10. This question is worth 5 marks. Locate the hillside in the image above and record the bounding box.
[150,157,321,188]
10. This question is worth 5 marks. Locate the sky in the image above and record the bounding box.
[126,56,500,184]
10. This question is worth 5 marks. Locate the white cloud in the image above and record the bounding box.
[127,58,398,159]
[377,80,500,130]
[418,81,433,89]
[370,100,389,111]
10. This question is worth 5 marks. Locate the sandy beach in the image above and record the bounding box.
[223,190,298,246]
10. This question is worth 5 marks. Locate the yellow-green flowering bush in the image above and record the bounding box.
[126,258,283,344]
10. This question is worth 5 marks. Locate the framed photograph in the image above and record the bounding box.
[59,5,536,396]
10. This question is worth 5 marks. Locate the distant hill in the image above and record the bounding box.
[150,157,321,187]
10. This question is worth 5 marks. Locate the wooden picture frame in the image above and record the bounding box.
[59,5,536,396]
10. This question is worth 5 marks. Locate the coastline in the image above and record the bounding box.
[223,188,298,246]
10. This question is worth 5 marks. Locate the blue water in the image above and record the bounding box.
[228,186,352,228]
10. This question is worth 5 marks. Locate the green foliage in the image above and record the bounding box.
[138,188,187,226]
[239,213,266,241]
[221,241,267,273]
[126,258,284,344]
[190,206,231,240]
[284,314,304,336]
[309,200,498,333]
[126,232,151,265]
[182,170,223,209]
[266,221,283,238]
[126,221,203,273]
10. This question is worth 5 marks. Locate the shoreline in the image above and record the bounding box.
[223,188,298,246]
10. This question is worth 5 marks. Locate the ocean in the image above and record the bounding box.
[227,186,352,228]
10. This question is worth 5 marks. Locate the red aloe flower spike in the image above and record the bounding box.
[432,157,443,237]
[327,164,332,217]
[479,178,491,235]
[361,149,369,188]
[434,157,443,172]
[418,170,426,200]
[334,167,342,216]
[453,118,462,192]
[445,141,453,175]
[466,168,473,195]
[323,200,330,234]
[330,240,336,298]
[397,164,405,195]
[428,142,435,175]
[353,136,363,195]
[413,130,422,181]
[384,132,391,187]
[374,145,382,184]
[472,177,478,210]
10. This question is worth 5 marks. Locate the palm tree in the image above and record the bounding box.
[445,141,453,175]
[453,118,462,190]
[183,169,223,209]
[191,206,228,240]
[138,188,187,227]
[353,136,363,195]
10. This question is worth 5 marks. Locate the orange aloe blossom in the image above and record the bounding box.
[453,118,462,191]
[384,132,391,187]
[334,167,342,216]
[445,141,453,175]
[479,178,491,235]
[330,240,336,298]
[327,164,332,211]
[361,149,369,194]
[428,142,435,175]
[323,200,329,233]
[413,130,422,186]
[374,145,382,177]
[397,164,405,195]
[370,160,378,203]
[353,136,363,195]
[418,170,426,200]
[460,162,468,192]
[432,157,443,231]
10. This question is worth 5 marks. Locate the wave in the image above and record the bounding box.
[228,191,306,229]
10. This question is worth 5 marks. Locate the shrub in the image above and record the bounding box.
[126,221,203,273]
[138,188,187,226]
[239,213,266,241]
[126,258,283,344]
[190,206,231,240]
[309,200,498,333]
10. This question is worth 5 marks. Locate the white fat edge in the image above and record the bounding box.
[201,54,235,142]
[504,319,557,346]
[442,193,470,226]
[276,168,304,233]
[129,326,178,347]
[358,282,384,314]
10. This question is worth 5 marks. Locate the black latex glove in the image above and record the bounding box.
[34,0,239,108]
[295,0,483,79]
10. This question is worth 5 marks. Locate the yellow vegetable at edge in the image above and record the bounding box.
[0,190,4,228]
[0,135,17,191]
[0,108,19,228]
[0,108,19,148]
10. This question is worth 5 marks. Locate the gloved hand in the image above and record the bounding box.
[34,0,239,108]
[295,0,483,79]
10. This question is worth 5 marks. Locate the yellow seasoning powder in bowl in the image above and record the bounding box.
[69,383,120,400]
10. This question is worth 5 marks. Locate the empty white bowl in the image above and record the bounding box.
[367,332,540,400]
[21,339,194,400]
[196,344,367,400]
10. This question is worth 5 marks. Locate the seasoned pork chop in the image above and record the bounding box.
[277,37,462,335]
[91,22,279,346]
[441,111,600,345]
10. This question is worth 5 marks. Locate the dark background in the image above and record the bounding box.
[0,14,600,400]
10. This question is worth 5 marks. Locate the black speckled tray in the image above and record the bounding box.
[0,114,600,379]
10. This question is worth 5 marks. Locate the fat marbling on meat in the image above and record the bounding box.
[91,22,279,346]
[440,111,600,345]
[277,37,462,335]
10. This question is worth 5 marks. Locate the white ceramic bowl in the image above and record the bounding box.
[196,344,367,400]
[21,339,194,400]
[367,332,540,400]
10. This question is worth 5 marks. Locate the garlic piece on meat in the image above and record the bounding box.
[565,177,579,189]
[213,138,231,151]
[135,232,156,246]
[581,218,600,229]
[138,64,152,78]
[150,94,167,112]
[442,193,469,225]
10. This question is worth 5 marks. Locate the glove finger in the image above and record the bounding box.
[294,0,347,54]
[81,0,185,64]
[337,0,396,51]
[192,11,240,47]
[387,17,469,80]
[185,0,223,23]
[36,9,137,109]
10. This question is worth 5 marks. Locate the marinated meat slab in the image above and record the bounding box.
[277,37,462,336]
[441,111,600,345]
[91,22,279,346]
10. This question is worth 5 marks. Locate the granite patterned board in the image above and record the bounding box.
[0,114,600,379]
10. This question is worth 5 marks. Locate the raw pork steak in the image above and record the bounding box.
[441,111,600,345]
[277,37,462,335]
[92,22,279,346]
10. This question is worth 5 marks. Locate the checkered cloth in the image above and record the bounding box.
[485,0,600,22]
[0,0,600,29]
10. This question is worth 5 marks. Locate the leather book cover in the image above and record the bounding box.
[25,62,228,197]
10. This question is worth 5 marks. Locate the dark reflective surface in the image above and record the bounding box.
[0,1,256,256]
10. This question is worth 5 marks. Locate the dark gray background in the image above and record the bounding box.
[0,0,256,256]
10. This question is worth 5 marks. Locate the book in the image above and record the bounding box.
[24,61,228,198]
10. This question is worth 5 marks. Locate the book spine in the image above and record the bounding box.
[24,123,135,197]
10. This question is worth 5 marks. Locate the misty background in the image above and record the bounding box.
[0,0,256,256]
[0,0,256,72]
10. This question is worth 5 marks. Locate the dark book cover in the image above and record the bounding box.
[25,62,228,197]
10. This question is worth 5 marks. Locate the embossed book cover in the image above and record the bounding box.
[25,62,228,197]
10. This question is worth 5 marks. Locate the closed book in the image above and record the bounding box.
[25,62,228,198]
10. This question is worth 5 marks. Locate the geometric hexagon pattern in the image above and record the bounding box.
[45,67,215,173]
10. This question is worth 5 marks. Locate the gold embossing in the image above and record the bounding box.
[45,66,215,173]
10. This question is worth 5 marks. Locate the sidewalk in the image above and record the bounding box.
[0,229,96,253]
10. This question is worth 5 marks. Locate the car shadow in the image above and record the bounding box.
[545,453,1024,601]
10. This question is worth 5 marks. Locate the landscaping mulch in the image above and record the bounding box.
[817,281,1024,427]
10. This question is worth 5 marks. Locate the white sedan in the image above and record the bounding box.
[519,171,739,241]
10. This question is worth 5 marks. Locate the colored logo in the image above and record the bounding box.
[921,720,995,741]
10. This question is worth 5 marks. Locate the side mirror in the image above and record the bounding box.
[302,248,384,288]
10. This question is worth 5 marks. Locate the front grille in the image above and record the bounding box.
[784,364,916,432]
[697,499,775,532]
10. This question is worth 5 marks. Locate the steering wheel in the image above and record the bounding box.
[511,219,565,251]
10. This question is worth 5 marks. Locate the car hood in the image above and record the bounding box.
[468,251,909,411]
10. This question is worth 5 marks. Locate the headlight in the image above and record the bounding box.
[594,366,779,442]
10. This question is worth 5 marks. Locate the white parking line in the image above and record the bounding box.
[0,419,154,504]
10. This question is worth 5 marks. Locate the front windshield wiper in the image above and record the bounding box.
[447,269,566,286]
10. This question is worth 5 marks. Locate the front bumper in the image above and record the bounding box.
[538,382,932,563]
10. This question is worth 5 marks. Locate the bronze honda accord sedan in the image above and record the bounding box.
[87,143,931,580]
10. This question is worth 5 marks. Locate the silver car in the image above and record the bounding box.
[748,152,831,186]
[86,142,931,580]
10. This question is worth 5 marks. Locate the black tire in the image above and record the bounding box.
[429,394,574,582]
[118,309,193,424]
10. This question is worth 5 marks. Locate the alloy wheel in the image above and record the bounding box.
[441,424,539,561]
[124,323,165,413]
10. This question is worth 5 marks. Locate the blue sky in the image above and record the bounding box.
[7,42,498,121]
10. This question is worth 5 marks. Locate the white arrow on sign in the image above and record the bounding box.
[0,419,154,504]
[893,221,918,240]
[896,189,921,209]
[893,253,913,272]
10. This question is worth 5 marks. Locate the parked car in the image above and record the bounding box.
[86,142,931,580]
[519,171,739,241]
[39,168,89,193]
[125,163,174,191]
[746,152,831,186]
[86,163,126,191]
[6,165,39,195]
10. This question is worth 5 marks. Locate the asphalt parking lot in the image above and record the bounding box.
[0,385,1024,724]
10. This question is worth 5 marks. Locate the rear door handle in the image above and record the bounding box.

= = = = =

### [Task statement]
Convert the rows from the start of the rows through the line containing "[370,100,389,111]", inclusive, into a two-column CSV with the header text,boxes. Put each line of wording in the text field and all of the coordinate lines that follow it in the boxes field, quoting each field and replacing line breaks with spaces.

### [The answer]
text,boxes
"10. This question is worth 5 marks. Locate the hillside in the image above and record the bounding box.","[150,157,321,188]"
"10. This question is worth 5 marks. Locate the sky in the image above and record the bounding box.","[126,56,500,184]"
"10. This question is worth 5 marks. Locate the white cloud in the image above and record the bounding box.","[127,58,398,159] [377,80,500,130] [418,81,433,89] [370,100,389,111]"